((

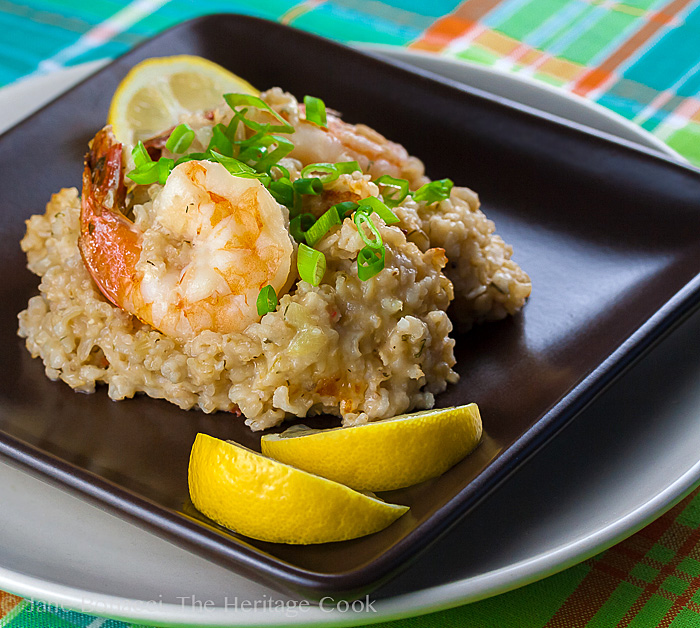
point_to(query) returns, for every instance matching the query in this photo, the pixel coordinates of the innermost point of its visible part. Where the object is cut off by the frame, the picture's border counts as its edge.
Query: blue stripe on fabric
(502, 12)
(432, 8)
(669, 58)
(345, 25)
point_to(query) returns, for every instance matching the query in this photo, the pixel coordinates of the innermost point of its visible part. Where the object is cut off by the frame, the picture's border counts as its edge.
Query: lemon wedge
(271, 501)
(156, 92)
(382, 455)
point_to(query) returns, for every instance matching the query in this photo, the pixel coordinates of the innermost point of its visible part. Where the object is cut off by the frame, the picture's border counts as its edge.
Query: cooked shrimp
(342, 141)
(223, 239)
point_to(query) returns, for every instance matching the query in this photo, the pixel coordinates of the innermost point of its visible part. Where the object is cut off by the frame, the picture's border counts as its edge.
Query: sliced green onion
(238, 169)
(282, 191)
(282, 148)
(370, 261)
(325, 172)
(300, 224)
(362, 217)
(393, 190)
(434, 191)
(165, 165)
(140, 155)
(315, 111)
(284, 173)
(322, 226)
(373, 204)
(312, 186)
(232, 127)
(220, 141)
(346, 208)
(180, 139)
(311, 264)
(267, 300)
(346, 167)
(238, 100)
(145, 174)
(193, 157)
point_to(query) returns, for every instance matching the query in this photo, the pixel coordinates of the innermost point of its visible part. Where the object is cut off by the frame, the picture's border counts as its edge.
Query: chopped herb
(267, 300)
(316, 111)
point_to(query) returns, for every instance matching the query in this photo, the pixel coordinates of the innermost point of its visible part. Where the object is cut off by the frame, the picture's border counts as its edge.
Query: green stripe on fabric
(651, 613)
(588, 45)
(528, 607)
(478, 54)
(529, 17)
(9, 617)
(616, 606)
(30, 618)
(690, 516)
(685, 619)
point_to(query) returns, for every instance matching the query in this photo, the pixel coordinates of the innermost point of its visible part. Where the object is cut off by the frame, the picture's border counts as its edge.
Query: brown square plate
(610, 235)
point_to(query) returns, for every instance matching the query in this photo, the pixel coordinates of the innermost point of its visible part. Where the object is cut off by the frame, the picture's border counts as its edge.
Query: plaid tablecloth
(640, 58)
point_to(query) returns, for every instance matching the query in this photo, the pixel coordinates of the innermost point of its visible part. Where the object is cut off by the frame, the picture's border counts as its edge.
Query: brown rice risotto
(362, 349)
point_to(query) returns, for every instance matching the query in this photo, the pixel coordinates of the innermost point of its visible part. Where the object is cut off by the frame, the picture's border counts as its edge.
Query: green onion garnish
(325, 172)
(311, 264)
(373, 204)
(192, 157)
(237, 168)
(267, 300)
(180, 138)
(284, 173)
(312, 186)
(369, 262)
(315, 111)
(299, 225)
(238, 100)
(393, 190)
(140, 155)
(165, 165)
(434, 191)
(346, 208)
(145, 174)
(220, 141)
(363, 217)
(322, 226)
(270, 157)
(346, 167)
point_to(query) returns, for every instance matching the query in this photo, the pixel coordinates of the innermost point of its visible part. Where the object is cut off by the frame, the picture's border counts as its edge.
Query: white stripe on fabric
(99, 34)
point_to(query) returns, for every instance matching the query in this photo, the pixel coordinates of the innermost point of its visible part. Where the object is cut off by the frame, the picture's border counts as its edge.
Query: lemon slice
(271, 501)
(382, 455)
(156, 92)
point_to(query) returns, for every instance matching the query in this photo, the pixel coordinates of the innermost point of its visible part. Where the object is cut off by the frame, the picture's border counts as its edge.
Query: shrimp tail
(109, 243)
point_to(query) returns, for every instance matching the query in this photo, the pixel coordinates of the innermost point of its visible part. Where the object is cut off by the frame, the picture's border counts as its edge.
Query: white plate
(629, 456)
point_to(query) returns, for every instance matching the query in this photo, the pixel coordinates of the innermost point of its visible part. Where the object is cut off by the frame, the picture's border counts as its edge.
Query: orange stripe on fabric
(607, 572)
(597, 76)
(689, 540)
(7, 603)
(450, 27)
(442, 32)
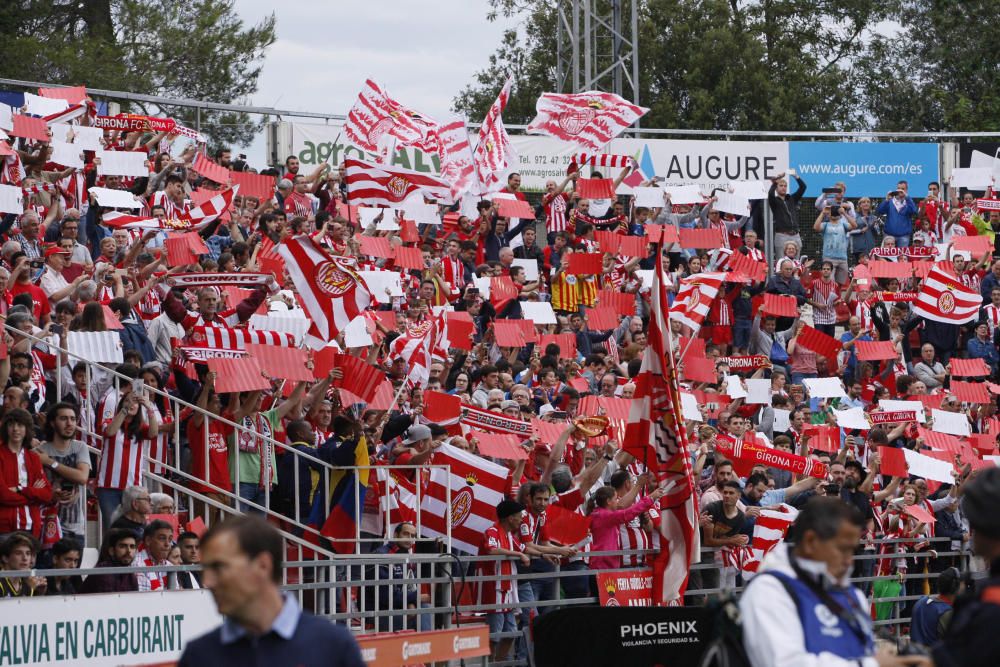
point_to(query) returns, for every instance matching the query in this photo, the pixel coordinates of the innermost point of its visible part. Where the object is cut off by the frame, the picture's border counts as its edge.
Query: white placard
(356, 333)
(67, 155)
(689, 193)
(104, 347)
(759, 391)
(650, 197)
(904, 406)
(122, 163)
(952, 423)
(43, 106)
(89, 630)
(852, 418)
(115, 198)
(421, 213)
(11, 199)
(824, 387)
(539, 312)
(782, 420)
(928, 467)
(530, 267)
(730, 203)
(979, 178)
(383, 284)
(689, 407)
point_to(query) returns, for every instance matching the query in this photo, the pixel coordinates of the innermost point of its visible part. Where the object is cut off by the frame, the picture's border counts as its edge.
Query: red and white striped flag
(943, 298)
(455, 154)
(477, 487)
(695, 297)
(494, 152)
(656, 437)
(378, 185)
(589, 119)
(329, 287)
(376, 115)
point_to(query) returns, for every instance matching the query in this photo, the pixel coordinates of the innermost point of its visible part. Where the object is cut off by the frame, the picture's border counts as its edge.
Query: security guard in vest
(973, 637)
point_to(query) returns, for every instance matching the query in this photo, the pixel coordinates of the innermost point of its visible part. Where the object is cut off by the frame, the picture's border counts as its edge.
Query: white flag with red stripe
(376, 116)
(695, 297)
(329, 287)
(477, 487)
(943, 298)
(379, 185)
(589, 119)
(656, 436)
(494, 153)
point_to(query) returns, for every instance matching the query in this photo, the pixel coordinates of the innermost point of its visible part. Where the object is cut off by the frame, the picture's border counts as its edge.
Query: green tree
(195, 49)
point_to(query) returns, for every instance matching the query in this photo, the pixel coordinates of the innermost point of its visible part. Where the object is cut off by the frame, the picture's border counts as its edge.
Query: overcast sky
(422, 53)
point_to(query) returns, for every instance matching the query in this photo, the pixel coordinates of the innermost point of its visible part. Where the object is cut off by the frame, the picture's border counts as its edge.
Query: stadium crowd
(67, 268)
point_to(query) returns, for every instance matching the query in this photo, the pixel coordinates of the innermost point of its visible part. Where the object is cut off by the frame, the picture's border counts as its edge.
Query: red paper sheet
(595, 188)
(585, 263)
(875, 350)
(233, 375)
(288, 363)
(780, 305)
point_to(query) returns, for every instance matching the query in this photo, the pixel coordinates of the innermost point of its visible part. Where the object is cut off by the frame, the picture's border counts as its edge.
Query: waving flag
(589, 119)
(379, 185)
(494, 152)
(477, 487)
(329, 287)
(376, 116)
(656, 436)
(695, 297)
(943, 298)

))

- Written task
List each line in the records above that contains the string "fabric".

- Solution to this problem
Query: blue stripe on fabric
Query: green stripe on fabric
Query: white stripe on fabric
Query: orange stripe on fabric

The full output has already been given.